» **EXERCISE**:
Quote the data below word for word, from start to finish. Leave the picture out of your answer.

» **EXTRACTED INFORMATION**:

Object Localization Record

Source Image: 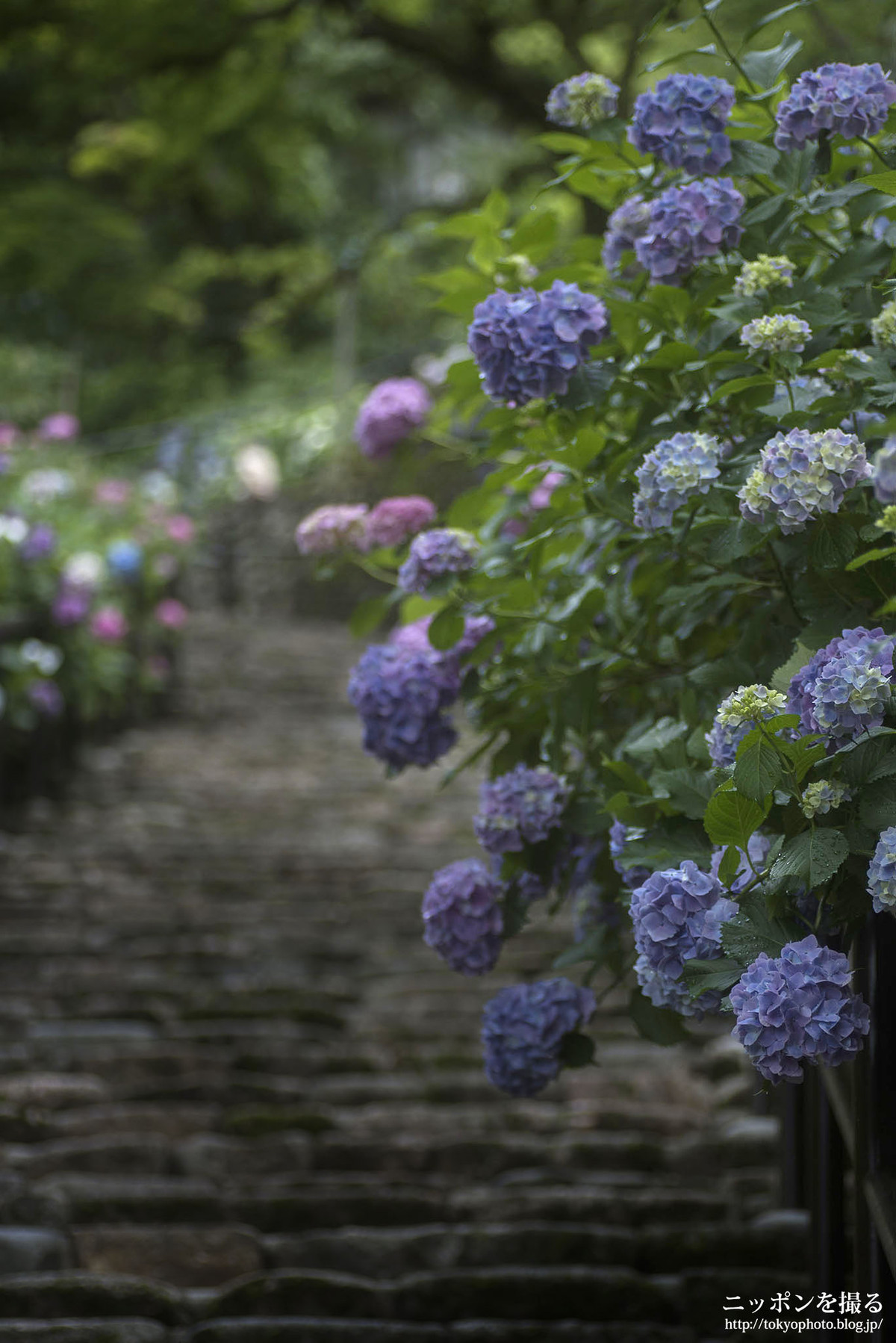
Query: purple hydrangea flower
[423,858,504,975]
[19,522,57,562]
[482,979,595,1096]
[775,62,896,149]
[787,626,896,749]
[398,527,479,594]
[544,69,619,130]
[467,279,610,406]
[355,377,432,458]
[634,177,744,285]
[473,764,570,853]
[738,429,871,535]
[364,494,435,548]
[603,195,650,270]
[634,434,721,532]
[868,826,896,914]
[632,858,738,1017]
[348,643,459,769]
[627,74,735,177]
[731,934,871,1082]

» **RESPONSE TO THE TASK**:
Object Localization Record

Source Image: 
Query: purple hydrangea flower
[423,858,504,975]
[19,522,57,562]
[482,979,595,1096]
[775,62,896,149]
[787,626,896,749]
[398,527,479,594]
[544,69,619,130]
[467,279,610,406]
[355,377,432,458]
[634,177,744,285]
[473,764,570,853]
[738,429,871,535]
[364,494,435,548]
[603,195,650,270]
[634,434,721,532]
[868,826,896,914]
[632,858,738,1017]
[348,643,459,769]
[627,74,735,177]
[731,934,871,1082]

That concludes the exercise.